**TASK TO CARRY OUT**
Below are entries. Reproduce exactly the lines between the line holding "box: [251, 135, 258, 144]" and the line holding "box: [172, 130, 187, 148]", inclusive, and only those.
___ AVAILABLE DATA
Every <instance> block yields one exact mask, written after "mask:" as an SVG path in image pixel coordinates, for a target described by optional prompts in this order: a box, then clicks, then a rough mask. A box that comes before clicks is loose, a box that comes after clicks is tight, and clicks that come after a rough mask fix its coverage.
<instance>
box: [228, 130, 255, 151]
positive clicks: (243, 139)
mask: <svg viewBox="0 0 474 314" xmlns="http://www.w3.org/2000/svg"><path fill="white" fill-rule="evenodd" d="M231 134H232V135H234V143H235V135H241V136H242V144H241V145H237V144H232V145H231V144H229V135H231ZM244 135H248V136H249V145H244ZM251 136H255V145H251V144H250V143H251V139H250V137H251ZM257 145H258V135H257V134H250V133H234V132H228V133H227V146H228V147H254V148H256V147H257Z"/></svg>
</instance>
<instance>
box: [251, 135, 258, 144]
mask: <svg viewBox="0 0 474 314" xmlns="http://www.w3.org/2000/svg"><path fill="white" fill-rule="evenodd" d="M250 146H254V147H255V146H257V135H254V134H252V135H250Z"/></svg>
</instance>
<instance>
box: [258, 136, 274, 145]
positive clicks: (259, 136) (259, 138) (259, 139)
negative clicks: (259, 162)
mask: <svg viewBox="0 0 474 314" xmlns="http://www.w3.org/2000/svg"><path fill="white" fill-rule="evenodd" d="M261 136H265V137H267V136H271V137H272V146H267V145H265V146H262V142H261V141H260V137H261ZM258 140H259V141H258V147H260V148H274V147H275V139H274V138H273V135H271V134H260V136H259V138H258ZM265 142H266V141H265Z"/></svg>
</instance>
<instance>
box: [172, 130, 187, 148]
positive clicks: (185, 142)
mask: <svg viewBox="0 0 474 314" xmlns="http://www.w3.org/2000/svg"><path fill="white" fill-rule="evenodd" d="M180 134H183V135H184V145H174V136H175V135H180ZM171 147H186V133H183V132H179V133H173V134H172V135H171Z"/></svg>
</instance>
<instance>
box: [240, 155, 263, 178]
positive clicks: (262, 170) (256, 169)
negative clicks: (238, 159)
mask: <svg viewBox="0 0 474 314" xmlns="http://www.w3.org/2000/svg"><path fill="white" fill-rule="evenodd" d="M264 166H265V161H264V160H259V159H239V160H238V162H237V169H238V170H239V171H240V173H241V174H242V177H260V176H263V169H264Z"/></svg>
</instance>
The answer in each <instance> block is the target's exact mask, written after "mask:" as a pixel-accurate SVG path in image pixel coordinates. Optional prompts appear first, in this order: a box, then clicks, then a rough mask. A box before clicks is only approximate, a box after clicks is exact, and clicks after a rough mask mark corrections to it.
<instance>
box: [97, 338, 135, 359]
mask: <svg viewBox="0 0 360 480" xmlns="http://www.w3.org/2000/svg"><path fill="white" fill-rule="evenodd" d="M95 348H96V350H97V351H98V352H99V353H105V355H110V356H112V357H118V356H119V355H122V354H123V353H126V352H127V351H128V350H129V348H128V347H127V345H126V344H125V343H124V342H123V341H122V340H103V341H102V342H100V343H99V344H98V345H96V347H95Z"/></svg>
______
**EXERCISE OUTPUT**
box: [251, 135, 258, 144]
mask: <svg viewBox="0 0 474 314" xmlns="http://www.w3.org/2000/svg"><path fill="white" fill-rule="evenodd" d="M250 146H254V147H255V146H257V135H254V134H252V135H250Z"/></svg>
</instance>
<instance>
box: [258, 136, 274, 145]
positive clicks: (259, 136) (259, 138) (259, 139)
negative clicks: (259, 162)
mask: <svg viewBox="0 0 474 314" xmlns="http://www.w3.org/2000/svg"><path fill="white" fill-rule="evenodd" d="M261 136H265V137H267V136H271V137H272V146H267V145H265V146H262V142H261V141H260V137H261ZM258 140H259V141H258V147H260V148H274V147H275V139H274V138H273V135H271V134H260V136H259V138H258ZM265 142H266V141H265Z"/></svg>
</instance>
<instance>
box: [172, 130, 187, 148]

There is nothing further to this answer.